SET EXERCISE: Which lines in the material below contain the string "sailboat"? List each one in full, treating uppercase and lowercase letters as distinct.

ENTRIES SHOWN:
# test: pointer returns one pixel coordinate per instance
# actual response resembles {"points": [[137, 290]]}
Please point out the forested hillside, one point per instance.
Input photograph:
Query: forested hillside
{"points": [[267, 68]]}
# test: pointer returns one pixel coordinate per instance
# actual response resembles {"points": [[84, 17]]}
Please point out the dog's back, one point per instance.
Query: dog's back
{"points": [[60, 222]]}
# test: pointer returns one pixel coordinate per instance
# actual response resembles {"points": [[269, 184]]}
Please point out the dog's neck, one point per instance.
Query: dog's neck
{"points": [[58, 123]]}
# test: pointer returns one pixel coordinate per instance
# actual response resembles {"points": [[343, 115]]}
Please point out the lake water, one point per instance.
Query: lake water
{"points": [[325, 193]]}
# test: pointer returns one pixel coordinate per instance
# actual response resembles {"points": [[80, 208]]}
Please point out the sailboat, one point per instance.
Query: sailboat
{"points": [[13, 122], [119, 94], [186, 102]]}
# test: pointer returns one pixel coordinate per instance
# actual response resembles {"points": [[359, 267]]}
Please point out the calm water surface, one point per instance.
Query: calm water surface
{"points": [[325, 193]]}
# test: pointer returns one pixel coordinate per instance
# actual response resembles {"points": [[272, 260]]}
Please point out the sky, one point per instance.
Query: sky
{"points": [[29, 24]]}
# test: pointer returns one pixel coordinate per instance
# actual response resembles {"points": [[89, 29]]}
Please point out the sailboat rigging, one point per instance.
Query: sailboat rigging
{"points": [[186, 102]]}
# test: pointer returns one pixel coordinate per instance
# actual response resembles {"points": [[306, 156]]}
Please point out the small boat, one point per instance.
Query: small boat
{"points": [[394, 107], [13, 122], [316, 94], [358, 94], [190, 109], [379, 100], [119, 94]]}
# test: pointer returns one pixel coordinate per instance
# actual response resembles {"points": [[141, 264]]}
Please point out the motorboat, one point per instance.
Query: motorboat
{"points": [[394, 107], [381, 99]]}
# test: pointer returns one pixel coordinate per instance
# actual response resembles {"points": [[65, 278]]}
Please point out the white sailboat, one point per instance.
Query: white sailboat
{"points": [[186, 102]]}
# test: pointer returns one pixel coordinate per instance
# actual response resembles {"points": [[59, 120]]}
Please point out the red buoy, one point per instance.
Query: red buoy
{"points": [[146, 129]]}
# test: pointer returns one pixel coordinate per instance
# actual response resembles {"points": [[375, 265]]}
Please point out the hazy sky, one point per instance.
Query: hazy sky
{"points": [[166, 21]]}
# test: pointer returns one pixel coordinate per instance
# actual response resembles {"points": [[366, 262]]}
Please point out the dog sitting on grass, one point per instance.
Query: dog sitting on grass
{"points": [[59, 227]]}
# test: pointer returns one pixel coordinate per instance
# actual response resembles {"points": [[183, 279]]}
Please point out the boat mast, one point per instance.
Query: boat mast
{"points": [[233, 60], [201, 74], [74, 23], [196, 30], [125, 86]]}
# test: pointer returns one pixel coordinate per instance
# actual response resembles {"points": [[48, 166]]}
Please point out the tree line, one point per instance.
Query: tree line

EXERCISE RESPONSE:
Please point out the sailboat, one point per instance.
Query: sailboat
Please point out the sailboat rigging, one point per instance.
Query: sailboat rigging
Please point out the white sailboat, one point per instance.
Query: white sailboat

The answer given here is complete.